[Labeling and segmentation rows]
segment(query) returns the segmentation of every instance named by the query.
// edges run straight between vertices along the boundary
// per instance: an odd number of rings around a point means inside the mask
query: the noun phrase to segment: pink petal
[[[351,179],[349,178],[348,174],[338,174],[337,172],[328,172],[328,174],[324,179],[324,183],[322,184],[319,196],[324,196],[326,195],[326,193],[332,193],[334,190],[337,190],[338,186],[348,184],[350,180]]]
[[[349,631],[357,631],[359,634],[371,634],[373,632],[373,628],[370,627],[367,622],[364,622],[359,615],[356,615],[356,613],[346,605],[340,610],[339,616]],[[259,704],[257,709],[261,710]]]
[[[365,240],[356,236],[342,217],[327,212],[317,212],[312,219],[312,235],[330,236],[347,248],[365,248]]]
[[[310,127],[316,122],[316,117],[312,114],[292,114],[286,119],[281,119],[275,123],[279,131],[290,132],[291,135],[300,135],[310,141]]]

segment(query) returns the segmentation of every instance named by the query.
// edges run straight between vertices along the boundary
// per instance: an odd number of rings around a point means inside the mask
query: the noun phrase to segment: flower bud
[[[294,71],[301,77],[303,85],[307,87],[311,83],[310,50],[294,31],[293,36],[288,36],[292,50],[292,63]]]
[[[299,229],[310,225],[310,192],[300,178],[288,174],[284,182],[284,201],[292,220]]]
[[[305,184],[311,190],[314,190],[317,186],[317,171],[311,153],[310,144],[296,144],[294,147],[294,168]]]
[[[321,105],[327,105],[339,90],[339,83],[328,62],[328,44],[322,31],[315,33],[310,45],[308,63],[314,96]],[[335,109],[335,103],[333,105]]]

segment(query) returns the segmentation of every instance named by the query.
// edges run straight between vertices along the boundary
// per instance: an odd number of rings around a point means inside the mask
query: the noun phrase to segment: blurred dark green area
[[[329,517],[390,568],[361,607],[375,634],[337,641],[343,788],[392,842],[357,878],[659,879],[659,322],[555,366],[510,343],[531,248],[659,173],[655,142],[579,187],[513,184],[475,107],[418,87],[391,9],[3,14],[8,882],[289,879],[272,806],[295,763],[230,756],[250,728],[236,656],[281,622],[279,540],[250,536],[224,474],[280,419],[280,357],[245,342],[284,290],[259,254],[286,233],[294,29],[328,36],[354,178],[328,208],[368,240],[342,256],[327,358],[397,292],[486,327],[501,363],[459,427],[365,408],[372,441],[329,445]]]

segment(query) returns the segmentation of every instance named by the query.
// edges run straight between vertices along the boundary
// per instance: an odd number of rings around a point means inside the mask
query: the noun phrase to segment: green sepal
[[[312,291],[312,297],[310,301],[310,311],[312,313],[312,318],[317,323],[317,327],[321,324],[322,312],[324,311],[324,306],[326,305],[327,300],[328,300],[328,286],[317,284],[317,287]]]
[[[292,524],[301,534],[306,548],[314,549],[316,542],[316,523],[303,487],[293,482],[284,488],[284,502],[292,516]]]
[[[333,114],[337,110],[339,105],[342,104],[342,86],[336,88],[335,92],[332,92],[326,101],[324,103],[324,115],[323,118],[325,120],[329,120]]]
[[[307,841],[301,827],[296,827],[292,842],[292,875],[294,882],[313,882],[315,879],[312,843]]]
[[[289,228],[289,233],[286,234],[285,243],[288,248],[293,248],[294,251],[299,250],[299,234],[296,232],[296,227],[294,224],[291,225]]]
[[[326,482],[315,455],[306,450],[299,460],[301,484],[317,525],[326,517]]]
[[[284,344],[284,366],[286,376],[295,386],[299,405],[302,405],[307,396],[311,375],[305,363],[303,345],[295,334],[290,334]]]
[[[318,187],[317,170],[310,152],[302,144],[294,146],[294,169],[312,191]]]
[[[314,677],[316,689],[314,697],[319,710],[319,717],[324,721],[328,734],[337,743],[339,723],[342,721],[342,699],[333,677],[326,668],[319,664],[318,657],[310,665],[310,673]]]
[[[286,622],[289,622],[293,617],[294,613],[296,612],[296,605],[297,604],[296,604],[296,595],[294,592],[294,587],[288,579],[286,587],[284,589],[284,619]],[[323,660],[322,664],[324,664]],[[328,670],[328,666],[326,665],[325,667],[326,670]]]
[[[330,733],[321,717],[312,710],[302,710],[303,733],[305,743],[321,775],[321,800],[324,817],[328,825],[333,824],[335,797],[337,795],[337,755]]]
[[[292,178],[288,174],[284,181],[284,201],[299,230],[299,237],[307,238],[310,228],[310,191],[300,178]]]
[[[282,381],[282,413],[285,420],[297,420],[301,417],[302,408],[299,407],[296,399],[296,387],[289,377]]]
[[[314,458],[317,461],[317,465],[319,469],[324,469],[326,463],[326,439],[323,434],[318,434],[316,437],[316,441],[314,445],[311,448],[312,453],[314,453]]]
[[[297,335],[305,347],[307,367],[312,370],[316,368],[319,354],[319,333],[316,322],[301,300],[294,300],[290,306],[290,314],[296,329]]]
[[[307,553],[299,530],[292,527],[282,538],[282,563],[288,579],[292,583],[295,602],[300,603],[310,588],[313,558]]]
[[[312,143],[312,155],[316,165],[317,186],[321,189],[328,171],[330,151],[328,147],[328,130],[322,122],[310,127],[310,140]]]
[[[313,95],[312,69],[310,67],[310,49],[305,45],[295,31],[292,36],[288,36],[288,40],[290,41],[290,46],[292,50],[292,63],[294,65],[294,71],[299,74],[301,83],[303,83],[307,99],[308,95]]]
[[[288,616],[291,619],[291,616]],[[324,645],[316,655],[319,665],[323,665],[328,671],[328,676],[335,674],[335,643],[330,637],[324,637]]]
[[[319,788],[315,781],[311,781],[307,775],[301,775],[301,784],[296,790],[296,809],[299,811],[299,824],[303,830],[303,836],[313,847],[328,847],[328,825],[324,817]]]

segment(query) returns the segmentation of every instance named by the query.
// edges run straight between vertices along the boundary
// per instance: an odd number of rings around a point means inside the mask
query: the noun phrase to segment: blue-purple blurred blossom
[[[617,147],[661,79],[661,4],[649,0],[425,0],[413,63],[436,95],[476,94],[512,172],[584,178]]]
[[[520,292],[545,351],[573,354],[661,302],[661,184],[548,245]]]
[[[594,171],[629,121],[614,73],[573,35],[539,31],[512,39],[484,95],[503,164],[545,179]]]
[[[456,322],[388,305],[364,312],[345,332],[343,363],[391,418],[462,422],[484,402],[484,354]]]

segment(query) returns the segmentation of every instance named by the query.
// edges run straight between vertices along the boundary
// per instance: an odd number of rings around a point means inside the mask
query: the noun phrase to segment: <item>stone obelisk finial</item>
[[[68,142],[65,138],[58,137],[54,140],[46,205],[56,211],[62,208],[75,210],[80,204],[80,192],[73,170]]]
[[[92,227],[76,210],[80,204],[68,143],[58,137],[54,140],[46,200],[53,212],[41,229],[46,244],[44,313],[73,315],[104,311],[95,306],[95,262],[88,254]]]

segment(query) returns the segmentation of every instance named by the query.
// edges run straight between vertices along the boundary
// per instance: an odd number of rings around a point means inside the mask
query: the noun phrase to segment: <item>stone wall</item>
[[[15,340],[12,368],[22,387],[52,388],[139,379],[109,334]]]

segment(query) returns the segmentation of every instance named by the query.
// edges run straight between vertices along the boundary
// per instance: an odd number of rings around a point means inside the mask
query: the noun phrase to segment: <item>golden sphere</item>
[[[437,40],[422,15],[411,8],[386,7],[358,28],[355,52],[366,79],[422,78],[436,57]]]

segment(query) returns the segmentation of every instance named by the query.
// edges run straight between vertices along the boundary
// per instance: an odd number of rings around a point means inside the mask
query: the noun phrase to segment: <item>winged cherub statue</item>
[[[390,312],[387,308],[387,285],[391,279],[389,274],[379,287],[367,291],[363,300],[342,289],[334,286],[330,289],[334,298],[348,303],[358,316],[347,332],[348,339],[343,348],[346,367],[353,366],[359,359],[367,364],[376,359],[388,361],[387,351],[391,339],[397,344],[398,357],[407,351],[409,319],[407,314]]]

• _Required task_
List each line in the rows above that contains the string "green", where case must match.

• _Answer to the exercise_
query: the noun phrase to segment: blurred dark green area
query: the noun phrase to segment: green sepal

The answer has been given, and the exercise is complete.